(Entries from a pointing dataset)
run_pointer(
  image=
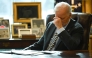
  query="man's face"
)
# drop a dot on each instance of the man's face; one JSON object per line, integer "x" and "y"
{"x": 64, "y": 15}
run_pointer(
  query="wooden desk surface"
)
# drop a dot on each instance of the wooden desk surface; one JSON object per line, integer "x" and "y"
{"x": 57, "y": 54}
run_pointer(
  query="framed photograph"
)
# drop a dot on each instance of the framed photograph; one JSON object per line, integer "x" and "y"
{"x": 16, "y": 27}
{"x": 24, "y": 11}
{"x": 1, "y": 18}
{"x": 4, "y": 33}
{"x": 38, "y": 32}
{"x": 37, "y": 23}
{"x": 24, "y": 31}
{"x": 4, "y": 23}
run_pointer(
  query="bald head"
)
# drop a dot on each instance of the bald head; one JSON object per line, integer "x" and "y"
{"x": 63, "y": 6}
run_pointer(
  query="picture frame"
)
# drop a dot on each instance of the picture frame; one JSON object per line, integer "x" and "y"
{"x": 24, "y": 11}
{"x": 15, "y": 28}
{"x": 4, "y": 33}
{"x": 4, "y": 23}
{"x": 37, "y": 23}
{"x": 24, "y": 31}
{"x": 38, "y": 32}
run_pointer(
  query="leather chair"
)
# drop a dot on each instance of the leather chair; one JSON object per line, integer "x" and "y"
{"x": 85, "y": 20}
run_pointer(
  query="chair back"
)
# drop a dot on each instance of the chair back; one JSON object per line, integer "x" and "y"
{"x": 85, "y": 20}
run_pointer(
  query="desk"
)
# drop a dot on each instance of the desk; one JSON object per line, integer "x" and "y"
{"x": 64, "y": 54}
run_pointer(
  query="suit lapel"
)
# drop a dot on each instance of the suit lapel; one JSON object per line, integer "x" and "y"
{"x": 50, "y": 33}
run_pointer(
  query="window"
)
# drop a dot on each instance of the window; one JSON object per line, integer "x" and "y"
{"x": 6, "y": 8}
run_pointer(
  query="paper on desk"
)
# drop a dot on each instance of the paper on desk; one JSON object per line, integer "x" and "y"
{"x": 26, "y": 52}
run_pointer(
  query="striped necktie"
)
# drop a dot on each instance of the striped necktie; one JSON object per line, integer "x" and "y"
{"x": 52, "y": 42}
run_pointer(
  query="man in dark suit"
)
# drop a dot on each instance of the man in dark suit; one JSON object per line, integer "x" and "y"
{"x": 70, "y": 32}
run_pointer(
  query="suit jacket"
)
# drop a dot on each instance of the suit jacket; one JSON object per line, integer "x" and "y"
{"x": 69, "y": 39}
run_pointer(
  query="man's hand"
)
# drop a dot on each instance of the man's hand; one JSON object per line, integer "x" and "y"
{"x": 58, "y": 22}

EXERCISE AIM - Show every line of the data above that contains the string "back", copying each line in full.

PROBLEM SOLUTION -
  query="chair back"
# drop a dot on each instance of the chair back; one JSON object per line, integer "x" and "y"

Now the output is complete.